# What is being asked
From the write-up on sending video frames to an object detection API, print the text between "While we’re here" and "we will create — postFile .", inclusive.

# Text extract
========================
While the drawCanvas has to be the same size as the video element, the imageCanvas is never displayed and only sent to our API. This size can be reduced with the uploadWidth parameter at the beginning of our file to help reduce the amount of bandwidth needed and lower the processing requirements on the server. Just note, reducing the image might impact the recognition accuracy, especially if you go too small.

While we’re here we will also set some styles for our drawCanvas. I chose cyan but pick any color you want. Just make sure it has a lot of contrast with your video feed for good visibility.

toBlob conversion

//Save and send the first image
imageCtx.drawImage(v, 0, 0, v.videoWidth, v.videoHeight, 0, 0, uploadWidth, uploadWidth * (v.videoHeight / v.videoWidth));
imageCanvas.toBlob(postFile, 'image/jpeg');

}

After we have set our canvas sizes we need to figure out how to send the image. I was doing this a more complex way and then I saw Fippo’s grab() function at the last Kranky Geek WebRTC event, so I switched to the simple toBlob method. Once the image is converted to a blob we’ll send it to the next function we will create — postFile .

Philipp Hancke (Fippo) showed how to grab WebRTC video frames from a canvas and upload them in his Kranky Geek 2017 NSFW — How to Filter Inappropriate Content from Real Time Video Streams video

One note — Edge does not seem to support the HTMLCanvasElement.toBlob method. It looks like you can use the polyfill recommended here or the msToBlob instead, but I have not had a chance to try either.

Sending the image to the Object Detection API

//Add file blob to a form and post
function postFile(file) {

//Set options as form data
let formdata = new FormData();
formdata.append("image", file);
formdata.append("threshold", scoreThreshold);

let xhr = new XMLHttpRequest();
xhr.open('POST', window.location.origin + '/image', true);
xhr.onload = function () {
if (this.status === 200) {
let objects = JSON.parse(this.response);
//console.log(objects);

//draw the boxes
drawBoxes(objects);

//Send the next image
imageCanvas.toBlob(postFile, 'image/jpeg');
}
else{
console.error(xhr);
}
};
xhr.send(formdata);
}

Our postFile takes the image blob as an argument. To send this data we’ll POST it as form data using XHR. Remember, our Object Detection API also takes an optional threshold value, so we can include that here too. To make this easy to adjust without touching this library, this is one of the parameters you can include in a data- tag we set up in the beginning.

Once we have our form set, we use XHR to send it and wait for a response. Once we get the returned objects we can draw them (see the next function). And that’s it. Since we want to do this continually we’ll just keep grabbing a new image and sending it again right after we get a response from the previous API all.

Drawing Boxes and Class Labels

Next we need a function to draw the Object API outputs so we can actually check what is being detected:

function drawBoxes(objects) {

//clear the previous drawings
drawCtx.clearRect(0, 0, drawCanvas.width, drawCanvas.height);

//filter out objects that contain a class_name and then draw boxes and labels on each
objects.filter(object => object.class_name).forEach(object => {

let x = object.x * drawCanvas.width;
let y = object.y * drawCanvas.height;
let width = (object.width * drawCanvas.width) - x;
let height = (object.height * drawCanvas.height) - y;

//flip the x axis if local video is mirrored
if (mirror){
x = drawCanvas.width - (x + width)
========================
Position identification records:
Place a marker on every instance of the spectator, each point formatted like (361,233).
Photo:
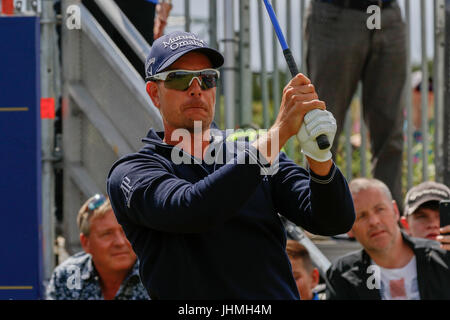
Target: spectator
(421,216)
(107,269)
(306,276)
(341,51)
(208,228)
(391,264)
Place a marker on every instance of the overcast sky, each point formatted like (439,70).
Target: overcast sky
(199,11)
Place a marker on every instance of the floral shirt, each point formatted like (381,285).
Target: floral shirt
(77,279)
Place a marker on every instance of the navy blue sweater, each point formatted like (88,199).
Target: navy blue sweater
(213,231)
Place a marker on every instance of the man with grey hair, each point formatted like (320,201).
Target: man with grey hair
(107,269)
(391,265)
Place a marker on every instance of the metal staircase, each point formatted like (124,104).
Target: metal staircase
(105,110)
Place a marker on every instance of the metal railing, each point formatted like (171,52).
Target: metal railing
(423,160)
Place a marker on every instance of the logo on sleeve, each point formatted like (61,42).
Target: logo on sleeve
(126,189)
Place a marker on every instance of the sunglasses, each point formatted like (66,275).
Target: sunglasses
(182,79)
(96,202)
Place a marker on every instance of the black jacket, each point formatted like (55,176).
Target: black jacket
(347,277)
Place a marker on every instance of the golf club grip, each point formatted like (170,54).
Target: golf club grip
(322,140)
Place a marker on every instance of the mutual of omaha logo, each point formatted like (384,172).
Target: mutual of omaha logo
(182,41)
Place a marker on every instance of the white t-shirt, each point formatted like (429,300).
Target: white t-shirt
(400,283)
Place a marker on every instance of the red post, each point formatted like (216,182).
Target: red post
(8,7)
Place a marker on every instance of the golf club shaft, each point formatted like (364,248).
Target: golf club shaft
(322,140)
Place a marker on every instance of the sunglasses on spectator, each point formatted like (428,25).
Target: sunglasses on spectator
(96,202)
(182,79)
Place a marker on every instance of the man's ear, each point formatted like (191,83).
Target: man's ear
(404,222)
(397,212)
(85,242)
(152,90)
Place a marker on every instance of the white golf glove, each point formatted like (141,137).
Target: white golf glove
(315,123)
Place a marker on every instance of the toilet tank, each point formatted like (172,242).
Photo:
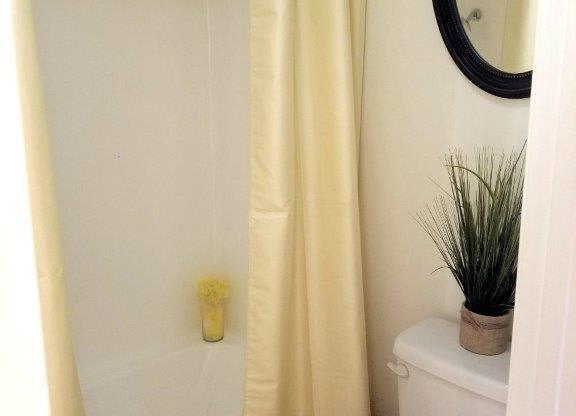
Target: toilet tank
(437,377)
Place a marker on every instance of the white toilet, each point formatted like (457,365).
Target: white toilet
(437,377)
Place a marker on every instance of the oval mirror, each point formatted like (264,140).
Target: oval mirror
(491,41)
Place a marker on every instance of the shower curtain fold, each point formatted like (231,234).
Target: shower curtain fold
(64,392)
(306,348)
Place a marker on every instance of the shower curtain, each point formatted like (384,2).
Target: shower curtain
(306,348)
(64,392)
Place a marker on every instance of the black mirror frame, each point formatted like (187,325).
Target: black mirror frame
(476,69)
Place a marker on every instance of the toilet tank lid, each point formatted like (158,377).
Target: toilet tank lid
(432,345)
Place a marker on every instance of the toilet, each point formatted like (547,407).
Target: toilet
(437,377)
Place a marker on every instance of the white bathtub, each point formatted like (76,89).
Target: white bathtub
(204,380)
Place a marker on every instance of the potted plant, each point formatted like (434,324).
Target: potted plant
(476,227)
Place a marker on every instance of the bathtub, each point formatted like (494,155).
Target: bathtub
(203,380)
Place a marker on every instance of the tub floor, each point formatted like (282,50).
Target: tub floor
(199,381)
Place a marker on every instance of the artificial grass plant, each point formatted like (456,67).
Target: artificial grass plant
(476,227)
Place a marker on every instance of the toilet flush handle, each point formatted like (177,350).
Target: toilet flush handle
(400,369)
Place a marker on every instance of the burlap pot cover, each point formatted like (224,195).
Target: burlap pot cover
(486,335)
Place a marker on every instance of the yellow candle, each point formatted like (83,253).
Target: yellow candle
(212,291)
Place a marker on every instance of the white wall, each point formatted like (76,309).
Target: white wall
(416,106)
(150,157)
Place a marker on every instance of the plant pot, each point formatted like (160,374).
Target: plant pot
(485,335)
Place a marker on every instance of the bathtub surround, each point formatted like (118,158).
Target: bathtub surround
(148,105)
(63,388)
(306,351)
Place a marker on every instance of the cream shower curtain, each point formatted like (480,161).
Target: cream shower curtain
(64,392)
(306,349)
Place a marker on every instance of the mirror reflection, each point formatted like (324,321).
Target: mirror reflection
(501,31)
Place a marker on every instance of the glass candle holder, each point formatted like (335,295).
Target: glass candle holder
(212,321)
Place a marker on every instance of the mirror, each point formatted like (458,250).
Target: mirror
(491,41)
(501,31)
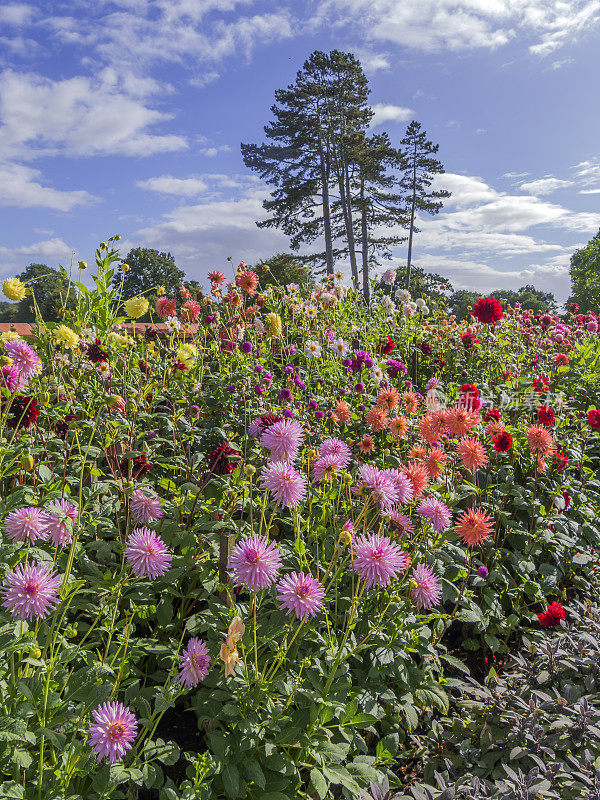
========================
# Answer to this problem
While we’re here we will also set some styles for our drawCanvas. I chose cyan but pick any color you want. Just make sure it has a lot of contrast with your video feed for good visibility.

toBlob conversion

//Save and send the first image
imageCtx.drawImage(v, 0, 0, v.videoWidth, v.videoHeight, 0, 0, uploadWidth, uploadWidth * (v.videoHeight / v.videoWidth));
imageCanvas.toBlob(postFile, 'image/jpeg');

}

After we have set our canvas sizes we need to figure out how to send the image. I was doing this a more complex way and then I saw Fippo’s grab() function at the last Kranky Geek WebRTC event, so I switched to the simple toBlob method. Once the image is converted to a blob we’ll send it to the next function we will create — postFile .